= Passage provided =

■ ■ ■ ■ ■ ■ ■

All models on huggingface can be directly loaded into VFLAIR-LLM as we support the same .from_pretain(YOUR_MODEL) API in the framework.
Note that you should identify the type of model pretrained (e.g. CausalLM...) in configuration file first. Models that can be imported with the following API can be used in VFLAIR-LLM:
- AutoModel.from_pretrained()
- AutoModelorCausalLM.from_pretrained()
- AutoModelorSequenceClassification.from_pretrained()
- AutoModelforQuestionAnswering.from_pretrained()
- Download your model in to
../Your_Model_Path/Your_Model_Name - Add your model path and name pair into
.src/load/Load_Model.py - Write a proper configuration file according to tutorial
- Launch your task with:
python main_pipeline_llm.py --configs Your_Config_File
If your LLM is not supported in our current LLM types, Please refer to ../usage_guidance/How to add a new LLM.md for more information.

■ ■ ■ ■ ■ ■ ■

[Region pointing data]
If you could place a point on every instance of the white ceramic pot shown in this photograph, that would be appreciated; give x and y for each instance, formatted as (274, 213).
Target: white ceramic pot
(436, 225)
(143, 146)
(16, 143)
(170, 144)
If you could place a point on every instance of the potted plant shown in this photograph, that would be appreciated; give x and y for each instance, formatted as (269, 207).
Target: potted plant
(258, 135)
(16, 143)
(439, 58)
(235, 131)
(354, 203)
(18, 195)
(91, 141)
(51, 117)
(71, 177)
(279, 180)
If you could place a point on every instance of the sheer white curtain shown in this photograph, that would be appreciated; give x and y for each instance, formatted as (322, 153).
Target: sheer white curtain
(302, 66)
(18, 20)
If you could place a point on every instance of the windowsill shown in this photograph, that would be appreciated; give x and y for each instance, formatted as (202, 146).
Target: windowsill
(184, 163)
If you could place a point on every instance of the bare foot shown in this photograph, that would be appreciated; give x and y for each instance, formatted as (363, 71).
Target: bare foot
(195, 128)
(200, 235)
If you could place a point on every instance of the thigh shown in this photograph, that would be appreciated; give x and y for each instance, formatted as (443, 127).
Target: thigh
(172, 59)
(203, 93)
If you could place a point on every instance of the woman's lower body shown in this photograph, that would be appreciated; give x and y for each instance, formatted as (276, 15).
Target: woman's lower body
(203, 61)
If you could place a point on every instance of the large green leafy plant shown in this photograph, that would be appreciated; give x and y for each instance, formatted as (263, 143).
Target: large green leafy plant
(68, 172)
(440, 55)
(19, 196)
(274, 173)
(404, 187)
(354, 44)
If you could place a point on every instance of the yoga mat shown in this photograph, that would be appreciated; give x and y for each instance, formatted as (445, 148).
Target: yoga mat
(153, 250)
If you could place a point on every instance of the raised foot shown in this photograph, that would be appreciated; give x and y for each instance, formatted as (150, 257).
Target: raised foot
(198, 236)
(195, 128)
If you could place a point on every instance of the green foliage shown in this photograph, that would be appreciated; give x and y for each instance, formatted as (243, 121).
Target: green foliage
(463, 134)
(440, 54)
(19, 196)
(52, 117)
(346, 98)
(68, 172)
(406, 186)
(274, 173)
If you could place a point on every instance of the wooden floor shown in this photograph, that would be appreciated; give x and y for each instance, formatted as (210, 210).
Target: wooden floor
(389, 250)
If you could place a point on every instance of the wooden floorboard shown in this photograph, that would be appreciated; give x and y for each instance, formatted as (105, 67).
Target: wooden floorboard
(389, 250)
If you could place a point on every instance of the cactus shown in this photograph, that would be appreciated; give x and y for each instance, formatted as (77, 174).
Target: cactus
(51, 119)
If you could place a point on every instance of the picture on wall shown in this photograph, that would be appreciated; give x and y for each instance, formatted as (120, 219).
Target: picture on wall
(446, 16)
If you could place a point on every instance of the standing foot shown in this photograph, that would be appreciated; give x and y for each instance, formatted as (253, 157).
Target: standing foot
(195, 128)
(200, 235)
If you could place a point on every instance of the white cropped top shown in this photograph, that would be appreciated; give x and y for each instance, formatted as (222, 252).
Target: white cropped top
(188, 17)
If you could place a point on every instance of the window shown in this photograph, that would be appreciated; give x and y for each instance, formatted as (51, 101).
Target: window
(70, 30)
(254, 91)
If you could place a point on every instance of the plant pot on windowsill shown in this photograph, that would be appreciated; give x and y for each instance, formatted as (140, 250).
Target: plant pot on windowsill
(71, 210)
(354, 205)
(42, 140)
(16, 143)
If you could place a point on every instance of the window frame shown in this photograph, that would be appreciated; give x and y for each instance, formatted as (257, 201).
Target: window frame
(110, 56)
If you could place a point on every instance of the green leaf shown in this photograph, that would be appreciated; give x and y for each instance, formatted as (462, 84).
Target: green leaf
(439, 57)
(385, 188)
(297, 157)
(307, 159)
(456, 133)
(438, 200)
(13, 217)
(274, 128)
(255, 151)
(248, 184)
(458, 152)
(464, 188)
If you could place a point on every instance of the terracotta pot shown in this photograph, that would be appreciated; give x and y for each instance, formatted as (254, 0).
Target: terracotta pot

■ ■ ■ ■ ■ ■ ■

= Problems to solve =
1. Reproduce the part of the VFLAIR-LLM model-loading guide between "Note that you" and "- AutoModelorCausalLM.from_pretrained()", inclusive.
2. Pick up the VFLAIR-LLM model-loading guide after its last sentence and keep writing it.

= Answers by item number =
1.
Note that you should identify the type of model pretrained (e.g. CausalLM...) in configuration file first. Models that can be imported with the following API can be used in VFLAIR-LLM:
- AutoModel.from_pretrained()
- AutoModelorCausalLM.from_pretrained()

2.
If you need detailed usage guidance for existent datasets and guidance for adding new datasets , Please refer to ../usage_guidance/Dataset_Usage.md for more information.
In VFLAIR-LLM, we provide some basic prompt generation methods. Also, user can easily implement self-defined prompting techniques based on our tutorials.
- Zero-shot& Few-shots: Number of shots used can be alter through the config parameter n-shot in configuration files .
- User-defined Prompting Method: In
./src/load/Load_Dataset.py, we provide functionload_dataset_per_party_llm()for dataset loading and promp generation. Users can easily alter the prompting method here.